----- TEXT UNDER STUDY

Another problem is when someone wants to strip away one of those inside nesting dolls because they disagree with what it stands for or that it doesn't necessarily fit in one hundred percent with our own belief. Sometimes, with even a small layer removed, things just don't fit right. Things are loose and there are gaps that rub and wear. Grooves get cross threaded and off track, causing the layers we add later, to be off and ill fitting. We are who we are because of each experience or path that we've taken. It's how we grow.
As lesbians we are a group. We need to work hard at remembering at our most elemental level, we are still just the human being wearing numerous shells that are part of us, just like skin. May we all find that each of those shells fit together like the different sizes of the nesting dolls, one fitting right in side the other to form a whole. A whole society that needs to pull together more now than ever and use that experience and knowledge to hold onto the strides we have made and push for new ones. Knowledge, data, and experiences that arm us against the days long gone and way lay ahead in the long days before us. Find that hand and reach out to hold it. Build a long chain so that when the other side sends...'Rover On Over'...they cannot break it. (Come on now, you know you played Red Rover as a kid.)

----------
----- SOURCE MATERIAL

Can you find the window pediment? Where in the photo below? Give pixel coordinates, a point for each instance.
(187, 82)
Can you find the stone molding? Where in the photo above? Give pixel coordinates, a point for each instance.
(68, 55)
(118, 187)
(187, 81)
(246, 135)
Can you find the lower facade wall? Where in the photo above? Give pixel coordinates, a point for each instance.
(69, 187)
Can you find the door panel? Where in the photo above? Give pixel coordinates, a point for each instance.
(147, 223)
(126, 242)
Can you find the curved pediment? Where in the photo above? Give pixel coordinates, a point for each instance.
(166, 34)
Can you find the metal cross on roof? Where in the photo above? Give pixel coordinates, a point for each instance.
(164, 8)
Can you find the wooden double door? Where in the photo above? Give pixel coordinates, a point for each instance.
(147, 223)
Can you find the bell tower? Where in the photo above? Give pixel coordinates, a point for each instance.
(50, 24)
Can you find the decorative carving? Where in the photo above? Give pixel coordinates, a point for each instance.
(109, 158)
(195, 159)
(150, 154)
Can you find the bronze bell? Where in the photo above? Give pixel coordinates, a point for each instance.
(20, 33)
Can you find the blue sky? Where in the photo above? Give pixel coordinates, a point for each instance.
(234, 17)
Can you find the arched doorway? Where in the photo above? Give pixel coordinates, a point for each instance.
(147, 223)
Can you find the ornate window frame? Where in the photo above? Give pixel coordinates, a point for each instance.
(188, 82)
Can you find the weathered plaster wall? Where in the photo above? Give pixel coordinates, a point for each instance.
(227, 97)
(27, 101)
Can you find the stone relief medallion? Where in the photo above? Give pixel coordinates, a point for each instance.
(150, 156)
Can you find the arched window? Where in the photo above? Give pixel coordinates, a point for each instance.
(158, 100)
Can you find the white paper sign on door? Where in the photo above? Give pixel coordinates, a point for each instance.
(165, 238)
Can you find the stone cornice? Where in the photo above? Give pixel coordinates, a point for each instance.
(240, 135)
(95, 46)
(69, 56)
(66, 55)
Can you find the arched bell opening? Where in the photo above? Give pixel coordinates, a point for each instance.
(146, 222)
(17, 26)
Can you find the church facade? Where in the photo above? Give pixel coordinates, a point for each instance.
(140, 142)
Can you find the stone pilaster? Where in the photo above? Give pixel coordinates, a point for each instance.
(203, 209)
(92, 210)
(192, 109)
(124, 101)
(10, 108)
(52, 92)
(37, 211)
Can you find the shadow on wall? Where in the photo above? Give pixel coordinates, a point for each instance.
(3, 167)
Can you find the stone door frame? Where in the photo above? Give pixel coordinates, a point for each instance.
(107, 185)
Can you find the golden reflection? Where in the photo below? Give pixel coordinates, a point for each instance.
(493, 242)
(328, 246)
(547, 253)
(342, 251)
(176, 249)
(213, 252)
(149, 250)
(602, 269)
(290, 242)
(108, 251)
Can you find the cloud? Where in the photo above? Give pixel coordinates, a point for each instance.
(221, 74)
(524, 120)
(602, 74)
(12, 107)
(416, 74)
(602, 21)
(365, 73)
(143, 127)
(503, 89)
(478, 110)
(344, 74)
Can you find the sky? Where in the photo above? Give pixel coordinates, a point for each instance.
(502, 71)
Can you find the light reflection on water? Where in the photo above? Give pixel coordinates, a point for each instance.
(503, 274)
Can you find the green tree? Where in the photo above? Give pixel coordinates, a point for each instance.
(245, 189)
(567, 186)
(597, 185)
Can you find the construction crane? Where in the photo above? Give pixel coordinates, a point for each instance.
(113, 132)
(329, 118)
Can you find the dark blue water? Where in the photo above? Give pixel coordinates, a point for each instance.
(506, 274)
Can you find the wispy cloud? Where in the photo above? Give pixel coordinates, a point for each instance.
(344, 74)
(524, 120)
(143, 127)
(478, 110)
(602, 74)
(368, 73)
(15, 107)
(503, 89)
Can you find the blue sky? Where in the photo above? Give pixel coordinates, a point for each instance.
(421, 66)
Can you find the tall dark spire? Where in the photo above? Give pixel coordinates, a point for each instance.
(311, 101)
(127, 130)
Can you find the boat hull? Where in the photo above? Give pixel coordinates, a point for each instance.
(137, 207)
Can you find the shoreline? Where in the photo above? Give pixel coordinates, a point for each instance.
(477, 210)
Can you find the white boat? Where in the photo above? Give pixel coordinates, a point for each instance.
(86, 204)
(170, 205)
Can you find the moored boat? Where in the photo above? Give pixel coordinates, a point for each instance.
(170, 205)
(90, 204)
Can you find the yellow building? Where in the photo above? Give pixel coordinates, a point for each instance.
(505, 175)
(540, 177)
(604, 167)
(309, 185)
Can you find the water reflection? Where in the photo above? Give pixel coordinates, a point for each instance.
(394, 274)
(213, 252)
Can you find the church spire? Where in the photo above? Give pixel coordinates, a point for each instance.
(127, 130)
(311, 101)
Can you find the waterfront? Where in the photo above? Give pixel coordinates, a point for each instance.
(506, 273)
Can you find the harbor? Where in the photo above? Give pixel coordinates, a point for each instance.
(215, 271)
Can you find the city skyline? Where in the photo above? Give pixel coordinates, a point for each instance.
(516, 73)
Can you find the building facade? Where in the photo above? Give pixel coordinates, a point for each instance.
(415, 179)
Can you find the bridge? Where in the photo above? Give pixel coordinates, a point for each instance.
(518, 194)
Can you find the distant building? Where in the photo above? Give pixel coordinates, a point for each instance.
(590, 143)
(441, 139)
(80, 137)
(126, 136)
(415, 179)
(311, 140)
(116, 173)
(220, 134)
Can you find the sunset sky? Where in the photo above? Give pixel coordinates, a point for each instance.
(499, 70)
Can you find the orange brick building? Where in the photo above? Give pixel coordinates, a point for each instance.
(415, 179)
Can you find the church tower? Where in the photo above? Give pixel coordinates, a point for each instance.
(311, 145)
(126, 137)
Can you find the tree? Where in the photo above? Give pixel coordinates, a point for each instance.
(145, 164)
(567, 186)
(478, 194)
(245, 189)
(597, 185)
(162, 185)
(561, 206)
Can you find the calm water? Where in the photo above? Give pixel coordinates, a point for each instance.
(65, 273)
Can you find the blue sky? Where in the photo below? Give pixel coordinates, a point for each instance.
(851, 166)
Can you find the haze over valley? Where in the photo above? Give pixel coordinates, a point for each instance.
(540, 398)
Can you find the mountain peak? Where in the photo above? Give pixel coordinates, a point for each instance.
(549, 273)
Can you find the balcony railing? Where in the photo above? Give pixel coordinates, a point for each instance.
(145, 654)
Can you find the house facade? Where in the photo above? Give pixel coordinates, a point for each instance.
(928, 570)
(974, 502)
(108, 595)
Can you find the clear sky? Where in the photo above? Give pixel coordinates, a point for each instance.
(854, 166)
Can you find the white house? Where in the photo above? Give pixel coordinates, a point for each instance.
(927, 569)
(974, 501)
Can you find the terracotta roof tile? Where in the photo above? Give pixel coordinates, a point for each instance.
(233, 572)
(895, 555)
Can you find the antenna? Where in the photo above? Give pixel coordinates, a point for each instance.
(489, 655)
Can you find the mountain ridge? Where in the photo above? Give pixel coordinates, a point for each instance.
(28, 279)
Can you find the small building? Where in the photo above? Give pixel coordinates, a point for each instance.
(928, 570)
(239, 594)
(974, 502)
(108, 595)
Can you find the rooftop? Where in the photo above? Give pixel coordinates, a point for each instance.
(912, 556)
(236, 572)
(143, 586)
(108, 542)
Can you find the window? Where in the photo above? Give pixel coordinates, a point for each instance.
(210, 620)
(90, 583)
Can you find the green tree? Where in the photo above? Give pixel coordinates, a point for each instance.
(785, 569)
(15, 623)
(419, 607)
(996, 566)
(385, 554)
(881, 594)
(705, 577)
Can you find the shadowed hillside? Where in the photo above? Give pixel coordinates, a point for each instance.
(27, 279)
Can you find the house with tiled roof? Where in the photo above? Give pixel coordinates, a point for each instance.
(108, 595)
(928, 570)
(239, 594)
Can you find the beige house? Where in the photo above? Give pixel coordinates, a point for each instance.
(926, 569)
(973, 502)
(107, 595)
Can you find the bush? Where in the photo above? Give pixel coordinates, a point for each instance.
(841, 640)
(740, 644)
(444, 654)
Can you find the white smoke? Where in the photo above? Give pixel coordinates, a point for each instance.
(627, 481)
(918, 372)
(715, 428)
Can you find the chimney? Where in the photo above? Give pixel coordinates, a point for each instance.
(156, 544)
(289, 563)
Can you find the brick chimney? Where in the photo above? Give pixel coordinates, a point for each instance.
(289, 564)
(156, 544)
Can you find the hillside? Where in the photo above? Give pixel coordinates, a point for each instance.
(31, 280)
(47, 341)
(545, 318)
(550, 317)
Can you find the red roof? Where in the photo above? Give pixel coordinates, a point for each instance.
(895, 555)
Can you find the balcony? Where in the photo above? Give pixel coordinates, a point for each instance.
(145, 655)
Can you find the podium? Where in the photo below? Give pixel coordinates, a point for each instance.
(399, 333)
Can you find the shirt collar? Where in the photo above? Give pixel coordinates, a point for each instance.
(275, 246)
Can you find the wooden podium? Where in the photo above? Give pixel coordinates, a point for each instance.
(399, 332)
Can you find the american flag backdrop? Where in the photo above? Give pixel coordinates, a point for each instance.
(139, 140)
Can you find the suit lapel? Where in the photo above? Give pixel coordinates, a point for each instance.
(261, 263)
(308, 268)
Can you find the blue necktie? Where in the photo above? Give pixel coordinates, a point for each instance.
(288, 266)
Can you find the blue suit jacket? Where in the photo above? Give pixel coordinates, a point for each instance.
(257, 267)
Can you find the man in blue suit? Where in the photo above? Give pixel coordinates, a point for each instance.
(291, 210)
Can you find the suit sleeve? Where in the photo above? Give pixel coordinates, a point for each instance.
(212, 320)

----------

WORK REQUIRED:
Copy everything in the nesting-doll passage above, from "Another problem is" down to "how we grow.".

TASK RESULT:
Another problem is when someone wants to strip away one of those inside nesting dolls because they disagree with what it stands for or that it doesn't necessarily fit in one hundred percent with our own belief. Sometimes, with even a small layer removed, things just don't fit right. Things are loose and there are gaps that rub and wear. Grooves get cross threaded and off track, causing the layers we add later, to be off and ill fitting. We are who we are because of each experience or path that we've taken. It's how we grow.